To do — Each of the records below must be reproduced verbatim.
[Supplied records]
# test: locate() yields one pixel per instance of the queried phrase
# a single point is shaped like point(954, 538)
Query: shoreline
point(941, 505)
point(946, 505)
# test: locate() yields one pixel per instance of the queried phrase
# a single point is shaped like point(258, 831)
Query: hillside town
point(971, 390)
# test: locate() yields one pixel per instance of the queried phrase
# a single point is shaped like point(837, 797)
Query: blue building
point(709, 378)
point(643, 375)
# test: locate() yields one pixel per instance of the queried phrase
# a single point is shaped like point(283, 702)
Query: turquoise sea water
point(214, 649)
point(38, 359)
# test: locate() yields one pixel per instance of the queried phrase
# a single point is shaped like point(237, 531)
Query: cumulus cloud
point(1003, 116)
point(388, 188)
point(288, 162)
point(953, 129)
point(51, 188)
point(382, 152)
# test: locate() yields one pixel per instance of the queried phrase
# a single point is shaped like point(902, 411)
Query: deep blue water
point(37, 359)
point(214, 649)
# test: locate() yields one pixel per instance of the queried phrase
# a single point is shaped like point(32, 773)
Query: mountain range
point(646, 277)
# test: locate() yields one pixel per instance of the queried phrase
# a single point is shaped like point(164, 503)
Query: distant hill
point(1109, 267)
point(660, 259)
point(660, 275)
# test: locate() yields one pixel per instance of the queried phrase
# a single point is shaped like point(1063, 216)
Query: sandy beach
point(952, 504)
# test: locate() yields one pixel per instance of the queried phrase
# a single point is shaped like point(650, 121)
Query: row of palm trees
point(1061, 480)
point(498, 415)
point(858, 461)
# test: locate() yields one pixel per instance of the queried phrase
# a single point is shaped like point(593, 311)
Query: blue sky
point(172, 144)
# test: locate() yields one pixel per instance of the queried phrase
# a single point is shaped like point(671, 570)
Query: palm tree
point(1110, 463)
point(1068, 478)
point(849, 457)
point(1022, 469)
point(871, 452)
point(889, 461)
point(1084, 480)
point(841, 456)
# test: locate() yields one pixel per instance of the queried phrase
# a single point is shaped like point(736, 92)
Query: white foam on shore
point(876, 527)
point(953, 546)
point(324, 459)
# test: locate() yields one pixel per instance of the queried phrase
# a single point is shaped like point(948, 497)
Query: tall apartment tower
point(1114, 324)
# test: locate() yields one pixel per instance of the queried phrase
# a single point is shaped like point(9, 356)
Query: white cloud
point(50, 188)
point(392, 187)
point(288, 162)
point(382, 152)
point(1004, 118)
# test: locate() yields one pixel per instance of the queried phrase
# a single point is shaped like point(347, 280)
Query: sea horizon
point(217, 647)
[/Supplied records]
Problem solution —
# test: locate() yields one pixel per instance of the queried phrase
# a single point is shaped like point(954, 538)
Query: shoreline
point(941, 505)
point(946, 505)
# test: locate() yields one pixel per instance of the queried phrase
# a single point is shaped like point(258, 831)
Query: hillside town
point(971, 390)
# test: locate() yields one pixel per instance of the queried phrase
# a single point is shaped like point(837, 797)
Query: blue building
point(709, 378)
point(643, 375)
# test: locate() yields one pixel per instance of the queried phrase
# a single point is shaped like point(283, 702)
Query: turquoise sea water
point(214, 649)
point(38, 359)
# test: locate() yields one pixel per instance of the queried phrase
# a single point is shaped like point(237, 531)
Query: cumulus cloud
point(1003, 116)
point(388, 188)
point(288, 162)
point(953, 129)
point(51, 188)
point(382, 152)
# test: locate() yields one pixel per instance of the queried phrase
# a single point is shaped like point(902, 411)
Query: deep blue water
point(37, 359)
point(214, 649)
# test: locate() yields one pixel per instance of the queried phrase
# a single point is shaped like point(32, 773)
Query: mountain range
point(646, 277)
# test: locate() yields one pixel per instance of the queried phrase
# a single point is shaped like point(164, 503)
Query: distant hill
point(1109, 267)
point(660, 259)
point(660, 275)
# test: locate() yields one pixel per instance of the queried phrase
# a single point is shaped like point(1063, 216)
Query: sandy beach
point(952, 504)
# test: locate() yields one pixel per instance of the queried phrase
# a single point is shaped like point(650, 121)
Query: row of palm trees
point(1061, 480)
point(498, 415)
point(858, 461)
# test: locate() yields one pixel per instance of the queried phrase
# a single point is shaped like point(593, 311)
Query: blue sky
point(172, 144)
# test: locate() yields one pixel per instance of the queried phrase
# a single point is shaped like point(671, 570)
Query: palm tree
point(1110, 463)
point(1068, 478)
point(849, 457)
point(1022, 469)
point(871, 452)
point(889, 461)
point(1084, 480)
point(841, 456)
# test: locate() yields one pixel per instance of the queried phrase
# a single point is shaped like point(736, 92)
Query: white foam on shore
point(876, 527)
point(953, 546)
point(324, 459)
# test: locate() yields one pixel per instance of the queried phrase
# a single point is shaped like point(948, 497)
Query: tall apartment tower
point(1114, 324)
# test: locate() yields one pixel per instance of the queried phrase
# a single point is shaped like point(9, 356)
Query: white cloud
point(50, 188)
point(392, 187)
point(288, 162)
point(382, 152)
point(1004, 118)
# test: locate() yields one pixel per instance of the queried phrase
# a single point is shaped like point(347, 280)
Query: sea horizon
point(217, 647)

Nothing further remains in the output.